[SOURCE DOCUMENT — start]

The National Emergency Stockpile System (NESS) is a federal Government of Canada response to the needs of the health care system in case of an emergency. It is a responsibility of the Public Health Agency of Canada (PHAC).

Synopsis
The NESS is:

The NESS anticipates a pandemic and therefore procures health supplies, such as sanitizers/disinfectants, ventilators and N95 masks. The Federal Budget 2006 allocated $600 million for general pandemic planning and preparedness activities, such as the NESS.

As of May 2020, the NESS was the responsibility of the Vice-President, Health Security Infrastructure Branch at the PHAC. The NESS had fallen on hard times, with a staff of 18 people in normal times, and a budget in 2019 of $3 million. The stockpile was reduced in 2019 from 11 warehouses in nine cities to eight warehouses across six cities.

History
The NESS was established in 1952 when the Cold War was just begun.

[SOURCE DOCUMENT — finish]
[DATA LISTING — start]

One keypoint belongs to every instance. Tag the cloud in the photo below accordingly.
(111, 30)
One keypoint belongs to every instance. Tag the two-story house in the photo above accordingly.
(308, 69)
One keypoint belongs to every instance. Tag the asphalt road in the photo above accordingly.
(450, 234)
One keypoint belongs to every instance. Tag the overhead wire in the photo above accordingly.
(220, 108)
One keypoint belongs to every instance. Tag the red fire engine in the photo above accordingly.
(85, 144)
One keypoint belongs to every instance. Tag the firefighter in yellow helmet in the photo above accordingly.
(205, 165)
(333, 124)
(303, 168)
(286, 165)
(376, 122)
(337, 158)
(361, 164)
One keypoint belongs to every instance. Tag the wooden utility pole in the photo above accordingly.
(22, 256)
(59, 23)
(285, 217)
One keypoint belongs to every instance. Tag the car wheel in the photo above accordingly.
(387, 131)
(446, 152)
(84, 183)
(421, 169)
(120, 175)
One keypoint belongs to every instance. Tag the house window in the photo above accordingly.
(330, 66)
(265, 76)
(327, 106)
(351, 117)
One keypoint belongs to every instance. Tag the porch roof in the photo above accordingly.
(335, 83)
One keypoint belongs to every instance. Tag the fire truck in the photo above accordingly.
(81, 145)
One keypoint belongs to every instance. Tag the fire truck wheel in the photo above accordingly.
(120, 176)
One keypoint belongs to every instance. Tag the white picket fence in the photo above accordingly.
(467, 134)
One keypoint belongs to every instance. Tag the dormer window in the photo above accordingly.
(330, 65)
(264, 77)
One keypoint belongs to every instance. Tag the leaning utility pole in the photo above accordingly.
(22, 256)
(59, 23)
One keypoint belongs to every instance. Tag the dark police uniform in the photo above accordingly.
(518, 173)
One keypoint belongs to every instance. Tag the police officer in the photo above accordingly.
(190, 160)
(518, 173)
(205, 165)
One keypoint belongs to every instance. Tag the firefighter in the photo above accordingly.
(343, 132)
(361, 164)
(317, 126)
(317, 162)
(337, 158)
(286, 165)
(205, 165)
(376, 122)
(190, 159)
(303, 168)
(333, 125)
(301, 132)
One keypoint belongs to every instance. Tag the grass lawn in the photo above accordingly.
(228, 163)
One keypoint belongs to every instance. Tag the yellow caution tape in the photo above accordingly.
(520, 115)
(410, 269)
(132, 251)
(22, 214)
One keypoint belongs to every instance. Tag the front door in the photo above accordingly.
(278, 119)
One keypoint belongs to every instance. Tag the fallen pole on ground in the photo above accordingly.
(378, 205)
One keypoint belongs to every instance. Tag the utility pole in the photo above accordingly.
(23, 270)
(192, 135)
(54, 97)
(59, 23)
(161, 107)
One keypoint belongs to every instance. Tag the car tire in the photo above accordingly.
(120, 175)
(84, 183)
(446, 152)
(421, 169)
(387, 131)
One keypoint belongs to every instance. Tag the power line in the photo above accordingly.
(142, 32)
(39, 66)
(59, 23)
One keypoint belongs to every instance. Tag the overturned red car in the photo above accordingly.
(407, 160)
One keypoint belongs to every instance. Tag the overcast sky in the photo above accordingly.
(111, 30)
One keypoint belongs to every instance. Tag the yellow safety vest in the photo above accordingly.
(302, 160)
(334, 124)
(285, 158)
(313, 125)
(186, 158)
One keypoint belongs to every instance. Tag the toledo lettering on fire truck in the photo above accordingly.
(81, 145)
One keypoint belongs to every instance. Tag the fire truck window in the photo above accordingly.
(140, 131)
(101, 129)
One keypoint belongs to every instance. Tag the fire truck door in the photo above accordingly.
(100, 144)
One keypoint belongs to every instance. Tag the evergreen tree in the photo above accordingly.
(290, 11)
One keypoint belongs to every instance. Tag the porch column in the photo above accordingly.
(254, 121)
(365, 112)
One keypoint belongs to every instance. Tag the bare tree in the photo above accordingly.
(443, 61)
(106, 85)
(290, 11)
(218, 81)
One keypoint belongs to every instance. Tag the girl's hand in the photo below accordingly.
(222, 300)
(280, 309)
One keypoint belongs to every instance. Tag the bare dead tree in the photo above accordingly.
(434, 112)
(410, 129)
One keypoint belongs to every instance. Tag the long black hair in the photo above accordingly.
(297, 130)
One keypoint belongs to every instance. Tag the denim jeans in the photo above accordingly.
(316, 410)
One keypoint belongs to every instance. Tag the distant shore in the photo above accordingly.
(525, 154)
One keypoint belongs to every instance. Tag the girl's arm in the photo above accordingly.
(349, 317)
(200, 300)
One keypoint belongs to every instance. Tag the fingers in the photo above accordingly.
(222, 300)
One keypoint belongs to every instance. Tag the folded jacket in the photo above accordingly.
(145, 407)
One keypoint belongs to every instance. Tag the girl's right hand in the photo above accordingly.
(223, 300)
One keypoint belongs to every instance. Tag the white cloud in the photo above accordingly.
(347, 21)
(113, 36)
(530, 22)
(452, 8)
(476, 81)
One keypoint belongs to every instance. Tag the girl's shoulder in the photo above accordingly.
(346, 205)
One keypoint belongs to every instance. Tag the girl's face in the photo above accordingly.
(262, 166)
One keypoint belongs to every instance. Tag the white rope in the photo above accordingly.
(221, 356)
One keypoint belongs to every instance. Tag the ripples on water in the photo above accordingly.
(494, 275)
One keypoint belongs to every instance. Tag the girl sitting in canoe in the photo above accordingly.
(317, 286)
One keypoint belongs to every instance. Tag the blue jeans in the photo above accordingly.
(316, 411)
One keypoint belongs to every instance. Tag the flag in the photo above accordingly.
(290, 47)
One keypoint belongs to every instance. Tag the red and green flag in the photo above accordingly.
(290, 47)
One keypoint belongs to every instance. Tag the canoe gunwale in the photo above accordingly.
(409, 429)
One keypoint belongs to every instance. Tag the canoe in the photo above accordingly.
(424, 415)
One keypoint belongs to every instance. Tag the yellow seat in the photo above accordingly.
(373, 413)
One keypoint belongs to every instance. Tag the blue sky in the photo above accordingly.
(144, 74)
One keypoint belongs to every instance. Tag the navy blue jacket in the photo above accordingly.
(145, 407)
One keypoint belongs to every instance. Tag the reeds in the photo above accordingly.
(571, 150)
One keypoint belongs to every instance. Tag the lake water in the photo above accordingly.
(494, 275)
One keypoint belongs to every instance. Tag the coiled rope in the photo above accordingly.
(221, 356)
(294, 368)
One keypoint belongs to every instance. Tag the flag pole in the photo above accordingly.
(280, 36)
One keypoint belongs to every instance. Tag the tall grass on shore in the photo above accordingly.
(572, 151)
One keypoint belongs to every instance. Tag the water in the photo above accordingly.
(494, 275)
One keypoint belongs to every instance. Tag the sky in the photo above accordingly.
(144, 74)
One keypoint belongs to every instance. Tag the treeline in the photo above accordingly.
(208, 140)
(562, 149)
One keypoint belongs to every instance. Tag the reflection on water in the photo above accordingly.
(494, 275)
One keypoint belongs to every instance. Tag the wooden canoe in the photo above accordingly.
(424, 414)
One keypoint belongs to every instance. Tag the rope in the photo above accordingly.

[DATA LISTING — finish]

- **WHAT TO WORK ON**:
A. Repeat the passage from the stockpile text word for word, starting with "The NESS anticipates" and going on through "was just begun.".
B. Summarize the stockpile text in two sentences.
Rely only on the text about Canada's National Emergency Stockpile System.

- **SOLUTION SET**:
A.
The NESS anticipates a pandemic and therefore procures health supplies, such as sanitizers/disinfectants, ventilators and N95 masks. The Federal Budget 2006 allocated $600 million for general pandemic planning and preparedness activities, such as the NESS.

As of May 2020, the NESS was the responsibility of the Vice-President, Health Security Infrastructure Branch at the PHAC. The NESS had fallen on hard times, with a staff of 18 people in normal times, and a budget in 2019 of $3 million. The stockpile was reduced in 2019 from 11 warehouses in nine cities to eight warehouses across six cities.

History
The NESS was established in 1952 when the Cold War was just begun.

B. The National Emergency Stockpile System (NESS), established in 1952 and run by the Public Health Agency of Canada, is a federal response to the health care system's needs in an emergency, procuring supplies such as sanitizers, ventilators and N95 masks in anticipation of a pandemic. By 2019 it had fallen on hard times, with 18 staff, a $3 million budget and a reduction from 11 warehouses in nine cities to eight warehouses across six cities.